---------- EXTRACTED TEXT

According to police, two young people are now facing charges in connection with a stabbing that occurred in Scarborough Town Centre on Tuesday night.
It happened around 6:30 p.m., during a fight between two groups of people inside the mall.
Police initially stated that three people had been stabbed, but in a news release issued on Wednesday, they clarified that only two people had been stabbed – a 19-year-old man and a 20-year-old man.
According to reports, both were taken to the hospital in critical condition.
According to police, the two suspects fled the mall after the stabbing but were apprehended a short time later.
A 14-year-old boy is now charged with three offences, including assault with a weapon. The other suspect is a 16-year-old boy. Police say that he is charged with six offences, including assault with a weapon and use of an imitation firearm in the commission of an offence.
The stabbing was just the latest violent incident involving young people in the GTA this week.
There was also another stabbing on the grounds of a Mississauga secondary school on Tuesday afternoon, which injured two people. A 15-year-old male has been arrested in connection with that incident.
Meanwhile, on Monday afternoon a student was also stabbed outside Birchmount Collegiate Institute in Scarborough. Police continue to look for three suspects in that incident, which occurred just after the afternoon bell.
Asked about the spate of incidents during a news conference on Wednesday, Mayor John Tory said they are “deeply troubling.”
“The trend line, I don’t think it is an epidemic, but I also don’t think it’s encouraging to see the number of these kinds of incidents that are randomly happening in places like schoolyards and shopping malls,” he said. “There were days gone by where yes you’d have the odd exchange go on in the schoolyard between students but now it seems that it is not entirely unusual for a knife to be pulled as part of those exchanges.”
Tory told reporters that he has spoken with Police Chief James Ramer about the number of violent incidents involving young people in the past and has been assured that they are, on the whole, “random” incidents that are not connected to one another.
But he said that the violence does speak to a broader problem and underscores the need for investments aimed at addressing the root causes of youth violence.
“Even when they’re random, separate incidents it is indicative of a problem that exists with that particular age group and you’d have to ask yourself the question of what would cause somebody in that age group to be carrying a knife to begin with or an edged weapon,” he said. “I just think that moreso than saying ‘well, we need more police to be around school yards or we need tougher laws on the possession of a knife’ what we’ve got to get at is how do we invest in kids and families generally, including through the health system and mental health system to try to stop this kind of behavior from happening again.”

--------------------

#### EXERCISES:
1 – For each statement below, say whether it agrees with the Scarborough stabbing report, answering yes or no and quoting the words of the report that decide it.
(a) The 14-year-old suspect faces six charges.
(b) Both stabbing victims at the mall were taken to the hospital in critical condition.
(c) Police are still searching for three suspects in the stabbing outside Birchmount Collegiate Institute.
2 – Reproduce the Scarborough stabbing report word for word, from "According to police, the" up to and including "of an offence.".
The items that follow have no connection to the Scarborough stabbing report.

---------- DATA RECORDS

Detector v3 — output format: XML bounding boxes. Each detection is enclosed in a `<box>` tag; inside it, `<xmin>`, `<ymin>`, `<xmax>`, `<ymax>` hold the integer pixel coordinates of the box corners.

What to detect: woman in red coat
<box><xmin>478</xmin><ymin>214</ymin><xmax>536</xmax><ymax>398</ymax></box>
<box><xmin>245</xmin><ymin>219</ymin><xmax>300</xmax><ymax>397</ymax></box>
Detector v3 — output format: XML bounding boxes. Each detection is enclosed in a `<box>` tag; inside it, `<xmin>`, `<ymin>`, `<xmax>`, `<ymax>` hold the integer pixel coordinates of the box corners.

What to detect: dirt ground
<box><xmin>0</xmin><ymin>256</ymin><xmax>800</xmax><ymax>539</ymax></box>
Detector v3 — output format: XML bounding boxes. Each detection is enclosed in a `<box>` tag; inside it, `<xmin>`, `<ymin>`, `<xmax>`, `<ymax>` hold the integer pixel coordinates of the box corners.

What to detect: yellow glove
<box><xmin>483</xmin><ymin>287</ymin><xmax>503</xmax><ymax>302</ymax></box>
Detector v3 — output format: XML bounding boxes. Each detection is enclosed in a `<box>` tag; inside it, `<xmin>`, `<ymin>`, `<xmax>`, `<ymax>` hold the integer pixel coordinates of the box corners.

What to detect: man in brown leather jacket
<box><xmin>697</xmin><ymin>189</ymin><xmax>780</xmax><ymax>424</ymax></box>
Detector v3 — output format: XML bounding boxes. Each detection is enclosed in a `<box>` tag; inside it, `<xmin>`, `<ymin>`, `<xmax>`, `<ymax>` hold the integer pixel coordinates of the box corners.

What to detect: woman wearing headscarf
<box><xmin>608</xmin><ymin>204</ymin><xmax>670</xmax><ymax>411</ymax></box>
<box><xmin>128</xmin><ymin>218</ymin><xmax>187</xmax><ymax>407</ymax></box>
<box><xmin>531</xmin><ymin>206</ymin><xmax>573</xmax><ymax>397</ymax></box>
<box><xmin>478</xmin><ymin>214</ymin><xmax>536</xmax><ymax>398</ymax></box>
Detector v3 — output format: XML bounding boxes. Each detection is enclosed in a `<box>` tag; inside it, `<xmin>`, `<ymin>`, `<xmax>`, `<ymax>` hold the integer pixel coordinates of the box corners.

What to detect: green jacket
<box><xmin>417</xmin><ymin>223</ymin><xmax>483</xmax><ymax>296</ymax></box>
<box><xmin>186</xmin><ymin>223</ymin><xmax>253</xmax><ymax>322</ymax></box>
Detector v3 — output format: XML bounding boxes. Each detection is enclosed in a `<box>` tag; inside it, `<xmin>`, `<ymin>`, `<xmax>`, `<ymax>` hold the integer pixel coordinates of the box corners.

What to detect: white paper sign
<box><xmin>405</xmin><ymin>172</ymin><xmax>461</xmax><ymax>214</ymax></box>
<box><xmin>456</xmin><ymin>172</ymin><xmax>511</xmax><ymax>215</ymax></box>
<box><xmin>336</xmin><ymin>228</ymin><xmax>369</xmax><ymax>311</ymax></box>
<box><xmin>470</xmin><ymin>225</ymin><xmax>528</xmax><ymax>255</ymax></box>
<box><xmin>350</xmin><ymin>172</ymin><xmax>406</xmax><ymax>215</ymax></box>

--------------------
---------- DATA RECORDS

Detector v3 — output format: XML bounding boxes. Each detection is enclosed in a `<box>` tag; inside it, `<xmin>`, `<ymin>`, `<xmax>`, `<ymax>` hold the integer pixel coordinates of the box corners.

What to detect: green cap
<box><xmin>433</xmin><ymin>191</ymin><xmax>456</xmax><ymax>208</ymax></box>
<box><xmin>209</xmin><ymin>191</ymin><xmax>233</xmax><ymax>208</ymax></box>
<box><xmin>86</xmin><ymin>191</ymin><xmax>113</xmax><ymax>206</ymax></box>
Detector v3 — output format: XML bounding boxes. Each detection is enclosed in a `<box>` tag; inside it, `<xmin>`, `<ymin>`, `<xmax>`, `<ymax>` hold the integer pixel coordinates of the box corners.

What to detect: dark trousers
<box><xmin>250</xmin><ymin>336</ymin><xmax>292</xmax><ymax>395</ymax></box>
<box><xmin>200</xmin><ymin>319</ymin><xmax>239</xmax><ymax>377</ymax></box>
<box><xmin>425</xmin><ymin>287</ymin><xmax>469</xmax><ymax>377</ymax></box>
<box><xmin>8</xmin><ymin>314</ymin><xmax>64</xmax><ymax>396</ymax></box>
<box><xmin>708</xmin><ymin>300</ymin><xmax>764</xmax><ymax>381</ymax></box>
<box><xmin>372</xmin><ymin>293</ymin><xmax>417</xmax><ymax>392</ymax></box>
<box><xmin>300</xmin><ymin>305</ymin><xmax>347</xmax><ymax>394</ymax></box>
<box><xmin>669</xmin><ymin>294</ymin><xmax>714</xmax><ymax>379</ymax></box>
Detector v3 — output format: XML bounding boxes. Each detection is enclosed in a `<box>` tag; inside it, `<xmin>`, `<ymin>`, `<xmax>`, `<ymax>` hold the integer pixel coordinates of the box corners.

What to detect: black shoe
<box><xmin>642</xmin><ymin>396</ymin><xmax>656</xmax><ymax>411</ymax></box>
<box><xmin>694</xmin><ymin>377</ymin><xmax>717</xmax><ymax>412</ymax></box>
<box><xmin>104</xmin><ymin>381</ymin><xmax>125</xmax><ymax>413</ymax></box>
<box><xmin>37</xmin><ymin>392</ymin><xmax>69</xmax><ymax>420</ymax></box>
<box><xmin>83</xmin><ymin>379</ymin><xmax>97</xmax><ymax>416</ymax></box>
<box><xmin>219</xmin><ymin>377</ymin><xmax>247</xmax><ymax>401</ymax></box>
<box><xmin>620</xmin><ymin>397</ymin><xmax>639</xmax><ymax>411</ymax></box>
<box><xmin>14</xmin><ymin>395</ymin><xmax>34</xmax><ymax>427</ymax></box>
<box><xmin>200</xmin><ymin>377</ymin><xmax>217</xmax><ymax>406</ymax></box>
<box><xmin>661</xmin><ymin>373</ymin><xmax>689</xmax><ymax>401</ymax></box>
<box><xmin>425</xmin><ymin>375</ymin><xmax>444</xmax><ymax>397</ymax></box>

--------------------

#### ANSWERS TO THIS EXERCISE:
1 –
(a) No: "A 14-year-old boy is now charged with three offences"
(b) Yes: "both were taken to the hospital in critical condition."
(c) Yes: "Police continue to look for three suspects in that incident"

2 –
According to police, the two suspects fled the mall after the stabbing but were apprehended a short time later.
A 14-year-old boy is now charged with three offences, including assault with a weapon. The other suspect is a 16-year-old boy. Police say that he is charged with six offences, including assault with a weapon and use of an imitation firearm in the commission of an offence.